[Your instructions]
In the entries that follow, the lines from the one with "Target = dark soil pile" through the one with "Request = locate the excavator cab" are the ones to write out, exactly and with both ends included. Nothing else should appear.

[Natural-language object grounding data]
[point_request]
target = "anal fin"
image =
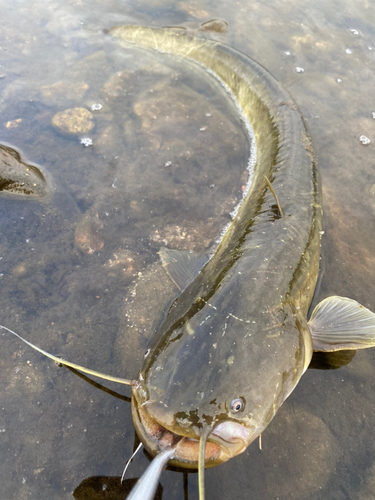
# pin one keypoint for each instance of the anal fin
(181, 266)
(340, 323)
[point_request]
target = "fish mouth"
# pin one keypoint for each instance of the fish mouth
(156, 437)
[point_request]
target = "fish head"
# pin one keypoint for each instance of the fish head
(193, 383)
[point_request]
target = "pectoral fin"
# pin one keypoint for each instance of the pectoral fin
(181, 266)
(341, 323)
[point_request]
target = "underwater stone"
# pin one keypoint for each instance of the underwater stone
(74, 121)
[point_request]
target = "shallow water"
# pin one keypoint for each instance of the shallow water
(79, 269)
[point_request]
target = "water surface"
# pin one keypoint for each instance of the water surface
(79, 268)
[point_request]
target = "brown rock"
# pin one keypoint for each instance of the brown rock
(74, 121)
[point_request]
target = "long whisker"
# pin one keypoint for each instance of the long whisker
(73, 365)
(128, 462)
(201, 461)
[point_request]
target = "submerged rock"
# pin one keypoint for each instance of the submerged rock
(19, 177)
(74, 121)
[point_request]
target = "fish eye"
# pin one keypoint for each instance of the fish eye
(237, 405)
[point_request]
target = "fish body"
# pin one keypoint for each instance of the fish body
(236, 342)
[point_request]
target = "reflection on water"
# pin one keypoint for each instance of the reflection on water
(136, 149)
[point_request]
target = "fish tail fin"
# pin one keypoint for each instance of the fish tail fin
(340, 323)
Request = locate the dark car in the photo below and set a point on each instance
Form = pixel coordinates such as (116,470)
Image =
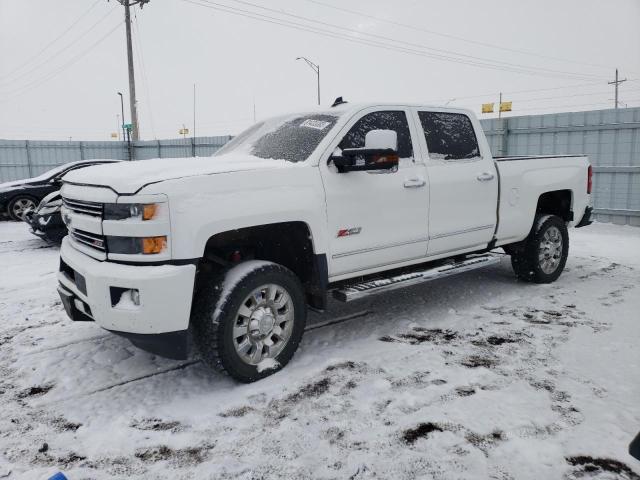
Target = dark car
(16,198)
(46,220)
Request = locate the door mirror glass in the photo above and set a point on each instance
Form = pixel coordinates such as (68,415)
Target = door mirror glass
(379,153)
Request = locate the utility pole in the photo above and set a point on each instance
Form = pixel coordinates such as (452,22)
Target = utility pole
(127,4)
(315,68)
(193,145)
(617,82)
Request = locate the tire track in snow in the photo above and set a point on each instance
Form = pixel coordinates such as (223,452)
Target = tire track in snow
(138,378)
(118,384)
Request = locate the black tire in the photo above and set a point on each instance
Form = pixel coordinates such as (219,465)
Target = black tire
(20,198)
(525,259)
(217,302)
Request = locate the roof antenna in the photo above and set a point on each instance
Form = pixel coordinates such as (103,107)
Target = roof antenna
(338,101)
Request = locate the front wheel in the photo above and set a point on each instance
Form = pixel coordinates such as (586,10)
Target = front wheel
(248,321)
(544,252)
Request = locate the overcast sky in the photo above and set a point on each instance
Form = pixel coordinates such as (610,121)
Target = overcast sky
(62,62)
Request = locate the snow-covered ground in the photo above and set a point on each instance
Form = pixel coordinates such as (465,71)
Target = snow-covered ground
(476,376)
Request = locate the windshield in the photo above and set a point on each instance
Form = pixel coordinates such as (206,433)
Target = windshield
(292,138)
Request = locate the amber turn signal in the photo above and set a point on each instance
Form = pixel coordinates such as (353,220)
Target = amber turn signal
(149,211)
(152,245)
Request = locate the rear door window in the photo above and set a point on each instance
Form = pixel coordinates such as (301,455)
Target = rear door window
(449,136)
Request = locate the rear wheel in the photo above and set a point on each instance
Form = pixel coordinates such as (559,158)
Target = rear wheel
(20,205)
(543,254)
(248,321)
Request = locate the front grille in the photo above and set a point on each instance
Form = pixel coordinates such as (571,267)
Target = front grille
(92,209)
(89,239)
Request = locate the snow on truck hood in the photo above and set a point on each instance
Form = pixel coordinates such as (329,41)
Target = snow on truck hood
(129,177)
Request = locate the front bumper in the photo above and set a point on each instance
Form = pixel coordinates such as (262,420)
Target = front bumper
(165,293)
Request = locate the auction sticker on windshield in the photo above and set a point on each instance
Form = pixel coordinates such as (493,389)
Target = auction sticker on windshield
(317,124)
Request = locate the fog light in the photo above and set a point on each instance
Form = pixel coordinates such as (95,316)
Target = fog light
(153,244)
(135,296)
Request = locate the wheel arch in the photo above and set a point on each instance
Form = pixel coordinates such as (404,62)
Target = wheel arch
(290,244)
(556,202)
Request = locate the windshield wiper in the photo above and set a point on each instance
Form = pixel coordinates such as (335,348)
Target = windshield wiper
(468,155)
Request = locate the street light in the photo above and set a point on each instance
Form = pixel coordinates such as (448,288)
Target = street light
(315,68)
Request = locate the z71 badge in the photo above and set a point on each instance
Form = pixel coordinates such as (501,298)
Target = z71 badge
(345,232)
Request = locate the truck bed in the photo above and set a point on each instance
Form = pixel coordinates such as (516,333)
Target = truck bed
(524,178)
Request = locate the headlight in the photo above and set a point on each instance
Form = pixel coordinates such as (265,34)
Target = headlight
(122,211)
(136,245)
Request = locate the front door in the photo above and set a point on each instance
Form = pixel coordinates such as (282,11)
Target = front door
(463,183)
(376,218)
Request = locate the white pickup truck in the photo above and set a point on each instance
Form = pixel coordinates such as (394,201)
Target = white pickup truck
(232,249)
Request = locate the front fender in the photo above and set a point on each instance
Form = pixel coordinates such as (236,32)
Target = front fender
(202,207)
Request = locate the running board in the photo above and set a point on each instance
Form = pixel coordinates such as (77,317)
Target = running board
(364,289)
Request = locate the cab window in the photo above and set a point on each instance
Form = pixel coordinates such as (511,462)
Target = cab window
(449,136)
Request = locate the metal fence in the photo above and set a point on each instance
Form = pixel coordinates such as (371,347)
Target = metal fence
(611,139)
(28,158)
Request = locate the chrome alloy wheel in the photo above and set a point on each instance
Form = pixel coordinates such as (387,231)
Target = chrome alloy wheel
(22,206)
(264,323)
(550,250)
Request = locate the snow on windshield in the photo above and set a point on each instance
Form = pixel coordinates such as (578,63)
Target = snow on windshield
(292,138)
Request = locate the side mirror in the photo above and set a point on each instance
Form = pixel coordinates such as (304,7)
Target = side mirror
(379,153)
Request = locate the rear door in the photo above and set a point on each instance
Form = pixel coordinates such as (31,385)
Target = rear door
(463,182)
(376,218)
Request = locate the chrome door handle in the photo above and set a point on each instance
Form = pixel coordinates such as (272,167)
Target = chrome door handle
(485,177)
(414,183)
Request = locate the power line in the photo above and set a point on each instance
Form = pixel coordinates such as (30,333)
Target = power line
(454,37)
(35,84)
(62,50)
(410,44)
(52,42)
(363,41)
(617,83)
(138,39)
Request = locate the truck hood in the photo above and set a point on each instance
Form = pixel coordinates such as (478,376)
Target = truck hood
(129,177)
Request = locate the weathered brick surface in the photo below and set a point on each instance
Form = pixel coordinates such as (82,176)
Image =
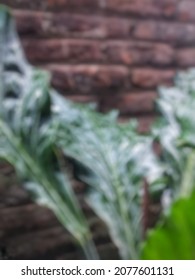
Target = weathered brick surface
(132,103)
(94,51)
(72,25)
(111,52)
(90,79)
(151,78)
(186,57)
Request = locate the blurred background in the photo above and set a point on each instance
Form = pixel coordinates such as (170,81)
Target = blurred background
(112,52)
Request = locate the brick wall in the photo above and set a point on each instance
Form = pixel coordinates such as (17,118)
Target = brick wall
(113,52)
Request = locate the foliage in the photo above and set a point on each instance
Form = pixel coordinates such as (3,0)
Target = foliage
(26,139)
(113,159)
(174,237)
(175,132)
(39,128)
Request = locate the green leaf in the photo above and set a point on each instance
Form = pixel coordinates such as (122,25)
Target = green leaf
(26,135)
(174,237)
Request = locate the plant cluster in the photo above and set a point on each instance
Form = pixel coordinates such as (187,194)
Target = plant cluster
(39,129)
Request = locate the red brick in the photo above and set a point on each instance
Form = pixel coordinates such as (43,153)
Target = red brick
(143,7)
(151,78)
(138,53)
(186,57)
(176,33)
(131,103)
(90,79)
(144,122)
(185,10)
(109,52)
(72,25)
(63,50)
(155,8)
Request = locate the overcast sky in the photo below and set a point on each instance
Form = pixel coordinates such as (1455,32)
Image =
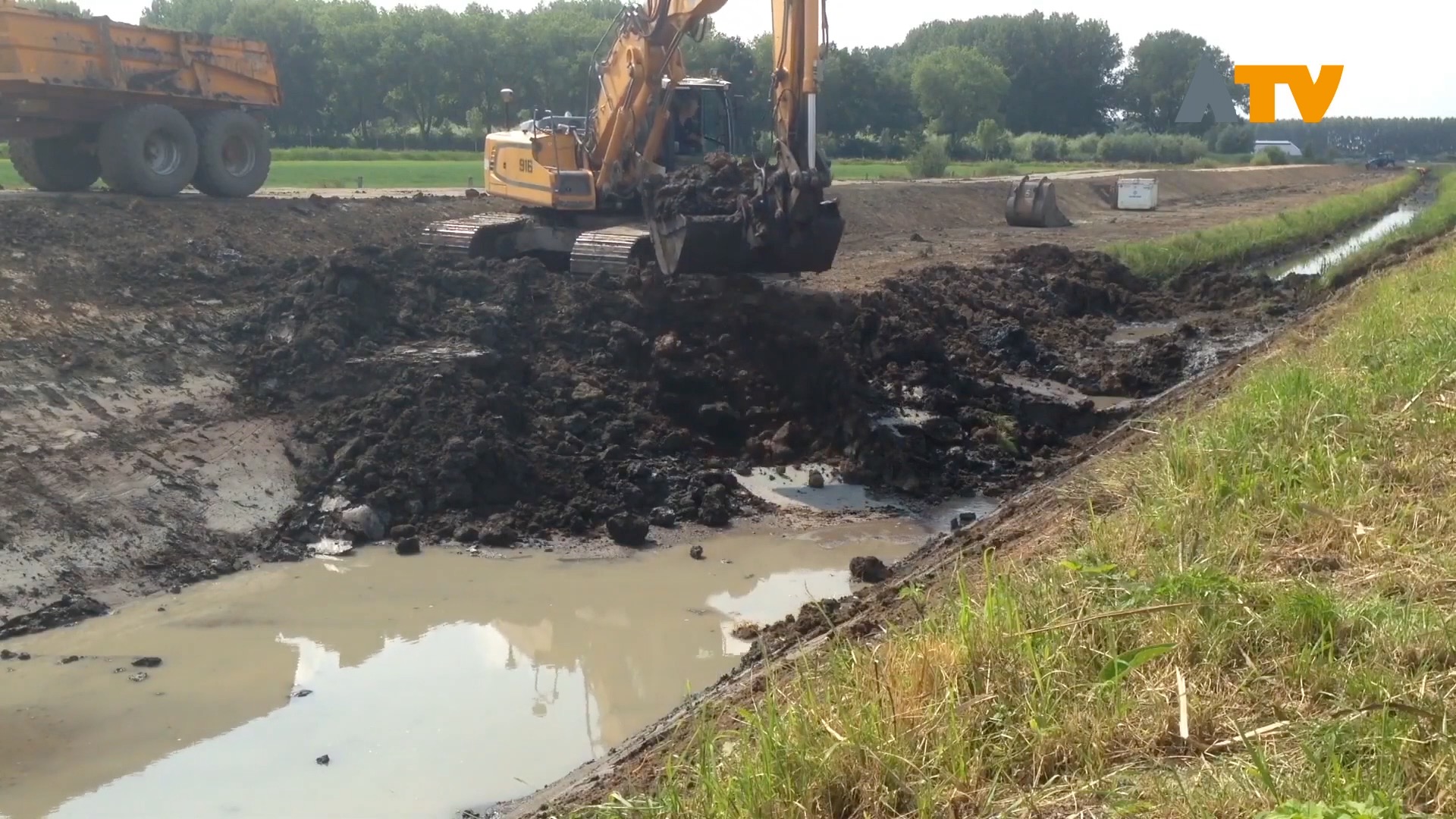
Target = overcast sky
(1391,64)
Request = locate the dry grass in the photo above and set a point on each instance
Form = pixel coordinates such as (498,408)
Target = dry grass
(1253,615)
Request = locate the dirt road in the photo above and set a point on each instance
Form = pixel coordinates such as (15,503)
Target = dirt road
(175,376)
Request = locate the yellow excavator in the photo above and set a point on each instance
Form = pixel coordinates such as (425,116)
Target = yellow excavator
(588,187)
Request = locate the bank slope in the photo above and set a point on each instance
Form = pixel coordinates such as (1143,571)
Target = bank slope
(1253,613)
(1250,240)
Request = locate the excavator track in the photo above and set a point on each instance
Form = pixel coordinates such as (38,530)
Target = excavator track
(473,235)
(610,249)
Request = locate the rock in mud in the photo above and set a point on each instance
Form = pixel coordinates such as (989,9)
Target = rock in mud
(717,509)
(963,519)
(628,529)
(868,570)
(364,521)
(498,532)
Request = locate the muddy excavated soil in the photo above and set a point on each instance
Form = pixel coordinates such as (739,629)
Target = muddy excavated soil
(182,384)
(503,401)
(711,188)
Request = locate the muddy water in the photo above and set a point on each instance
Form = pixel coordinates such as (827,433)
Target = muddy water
(1059,391)
(1316,264)
(435,682)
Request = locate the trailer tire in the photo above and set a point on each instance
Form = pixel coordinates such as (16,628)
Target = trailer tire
(149,150)
(55,164)
(234,155)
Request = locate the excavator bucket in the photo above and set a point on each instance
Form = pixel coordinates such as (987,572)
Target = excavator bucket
(1034,206)
(740,243)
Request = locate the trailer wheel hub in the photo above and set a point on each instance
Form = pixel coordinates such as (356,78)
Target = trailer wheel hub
(162,153)
(239,156)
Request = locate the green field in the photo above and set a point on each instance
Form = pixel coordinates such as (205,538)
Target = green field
(318,168)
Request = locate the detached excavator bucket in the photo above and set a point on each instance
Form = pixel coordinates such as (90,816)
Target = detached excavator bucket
(1034,206)
(696,245)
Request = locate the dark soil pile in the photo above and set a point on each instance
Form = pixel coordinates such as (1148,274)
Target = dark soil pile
(711,188)
(492,401)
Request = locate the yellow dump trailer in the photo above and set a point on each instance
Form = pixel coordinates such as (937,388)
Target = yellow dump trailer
(146,110)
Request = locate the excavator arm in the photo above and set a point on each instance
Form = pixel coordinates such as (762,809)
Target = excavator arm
(580,183)
(786,226)
(631,118)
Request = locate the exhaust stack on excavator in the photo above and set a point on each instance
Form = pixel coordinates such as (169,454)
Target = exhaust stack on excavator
(1034,206)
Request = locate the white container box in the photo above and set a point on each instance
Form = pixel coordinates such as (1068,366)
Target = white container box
(1136,194)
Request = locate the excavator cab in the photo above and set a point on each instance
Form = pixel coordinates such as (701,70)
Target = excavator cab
(710,101)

[Written answer]
Target = dark soil pile
(711,188)
(492,401)
Request = locate the yellow dump trailer in the photo above and set a point on each instance
Form = pixel coordinates such as (937,388)
Target = yellow dump trailer
(146,110)
Request = locate the excavator arm in the photo above and set a point on each instance
Form = pixel coordinates such as (762,809)
Target = excavator arm
(580,183)
(786,226)
(631,118)
Request = locate the exhaust stack on excavator in the photo above and set a point on each instance
Form = pixel coordinates such as (169,454)
Target = exhaust stack on excavator
(1034,206)
Request = locate the white container box in the photo above and set a point on each instance
Form = pixel coordinates such as (1068,366)
Target = white container box
(1136,194)
Request = locate the excavator cab in the photo above and set a point on each instance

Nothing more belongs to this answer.